Action item -
Among the entries below, find the lines with the word "officer" and return them.

(Region pointing data)
══════════════════════════════

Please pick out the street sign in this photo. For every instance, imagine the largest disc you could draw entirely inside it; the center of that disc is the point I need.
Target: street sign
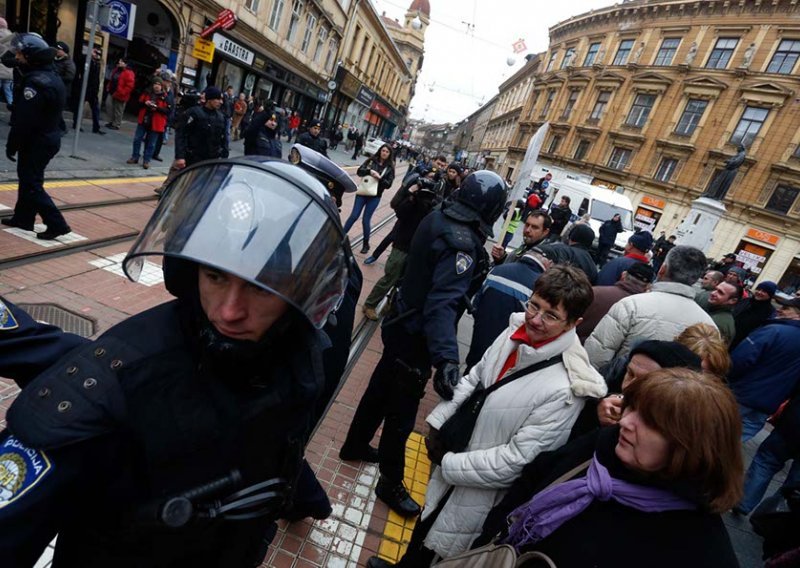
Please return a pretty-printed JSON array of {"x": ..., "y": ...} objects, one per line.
[
  {"x": 225, "y": 21},
  {"x": 203, "y": 50}
]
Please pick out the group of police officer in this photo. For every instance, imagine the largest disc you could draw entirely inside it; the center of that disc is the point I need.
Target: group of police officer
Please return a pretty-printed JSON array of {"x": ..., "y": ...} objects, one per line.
[{"x": 176, "y": 438}]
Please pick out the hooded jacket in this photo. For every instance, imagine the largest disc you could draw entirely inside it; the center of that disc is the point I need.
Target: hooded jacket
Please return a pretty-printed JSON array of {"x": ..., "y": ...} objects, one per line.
[{"x": 518, "y": 421}]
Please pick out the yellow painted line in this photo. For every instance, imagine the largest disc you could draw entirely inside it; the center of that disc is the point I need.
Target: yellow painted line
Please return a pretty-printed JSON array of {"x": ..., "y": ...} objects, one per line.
[
  {"x": 397, "y": 532},
  {"x": 9, "y": 186}
]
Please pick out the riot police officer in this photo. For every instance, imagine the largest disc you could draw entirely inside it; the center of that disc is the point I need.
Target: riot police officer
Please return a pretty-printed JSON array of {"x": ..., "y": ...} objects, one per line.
[
  {"x": 176, "y": 438},
  {"x": 445, "y": 256},
  {"x": 35, "y": 136}
]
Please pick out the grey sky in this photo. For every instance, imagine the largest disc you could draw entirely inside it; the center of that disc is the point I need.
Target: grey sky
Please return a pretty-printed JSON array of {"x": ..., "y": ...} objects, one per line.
[{"x": 460, "y": 71}]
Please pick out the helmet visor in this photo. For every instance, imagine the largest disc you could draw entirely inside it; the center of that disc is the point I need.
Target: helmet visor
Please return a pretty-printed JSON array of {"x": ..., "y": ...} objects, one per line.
[{"x": 253, "y": 224}]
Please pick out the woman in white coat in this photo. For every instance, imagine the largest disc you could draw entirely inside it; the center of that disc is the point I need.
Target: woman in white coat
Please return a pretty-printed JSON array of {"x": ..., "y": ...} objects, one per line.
[{"x": 530, "y": 415}]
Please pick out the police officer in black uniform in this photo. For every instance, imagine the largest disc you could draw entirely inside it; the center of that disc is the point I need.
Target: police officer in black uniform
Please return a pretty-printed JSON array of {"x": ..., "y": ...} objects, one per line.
[
  {"x": 445, "y": 256},
  {"x": 200, "y": 132},
  {"x": 176, "y": 438},
  {"x": 35, "y": 136}
]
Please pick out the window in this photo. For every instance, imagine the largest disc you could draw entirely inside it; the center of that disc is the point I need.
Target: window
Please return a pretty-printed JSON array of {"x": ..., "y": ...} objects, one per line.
[
  {"x": 552, "y": 61},
  {"x": 785, "y": 57},
  {"x": 642, "y": 105},
  {"x": 666, "y": 53},
  {"x": 555, "y": 142},
  {"x": 311, "y": 22},
  {"x": 294, "y": 22},
  {"x": 591, "y": 55},
  {"x": 582, "y": 149},
  {"x": 600, "y": 105},
  {"x": 749, "y": 125},
  {"x": 623, "y": 51},
  {"x": 691, "y": 116},
  {"x": 322, "y": 36},
  {"x": 275, "y": 14},
  {"x": 573, "y": 98},
  {"x": 551, "y": 94},
  {"x": 666, "y": 168},
  {"x": 568, "y": 57},
  {"x": 782, "y": 199},
  {"x": 722, "y": 52},
  {"x": 619, "y": 158}
]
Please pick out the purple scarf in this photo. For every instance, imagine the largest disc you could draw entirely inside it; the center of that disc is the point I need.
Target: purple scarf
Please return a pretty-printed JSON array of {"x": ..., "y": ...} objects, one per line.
[{"x": 554, "y": 506}]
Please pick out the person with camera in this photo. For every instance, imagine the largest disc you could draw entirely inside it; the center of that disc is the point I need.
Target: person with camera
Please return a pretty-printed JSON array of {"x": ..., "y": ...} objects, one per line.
[{"x": 153, "y": 113}]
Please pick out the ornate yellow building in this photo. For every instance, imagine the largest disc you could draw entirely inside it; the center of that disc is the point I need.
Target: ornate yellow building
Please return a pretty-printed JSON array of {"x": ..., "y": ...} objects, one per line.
[{"x": 655, "y": 95}]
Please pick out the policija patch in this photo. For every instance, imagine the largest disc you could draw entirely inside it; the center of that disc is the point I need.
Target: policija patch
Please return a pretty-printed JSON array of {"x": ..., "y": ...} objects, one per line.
[
  {"x": 463, "y": 262},
  {"x": 21, "y": 469}
]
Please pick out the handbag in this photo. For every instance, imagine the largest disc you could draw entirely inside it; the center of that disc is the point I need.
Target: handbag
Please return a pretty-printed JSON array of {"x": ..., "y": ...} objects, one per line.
[
  {"x": 368, "y": 186},
  {"x": 455, "y": 433}
]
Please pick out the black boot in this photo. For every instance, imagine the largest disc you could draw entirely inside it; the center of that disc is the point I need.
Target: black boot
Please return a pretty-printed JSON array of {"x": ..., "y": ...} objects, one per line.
[{"x": 397, "y": 498}]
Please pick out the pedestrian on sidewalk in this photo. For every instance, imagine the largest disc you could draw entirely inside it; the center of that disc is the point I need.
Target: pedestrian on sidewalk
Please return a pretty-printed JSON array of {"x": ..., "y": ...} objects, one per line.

══════════════════════════════

Your response -
Please pick out the group of police officer in this photo. For every instance, imagine the largest disc you could draw entirely inside it; the center of that disc is the point I need.
Target: group of police officer
Please pick out the riot police officer in this photo. For every instance, imagine the largest disc you could draw entirely inside it; the center of that disc is the point I need.
Target: riot police officer
Please pick out the police officer in black uniform in this photo. For every instance, imagine the largest disc you could draw entirely inside it; the center of that disc is the point I need.
Target: police officer in black uniform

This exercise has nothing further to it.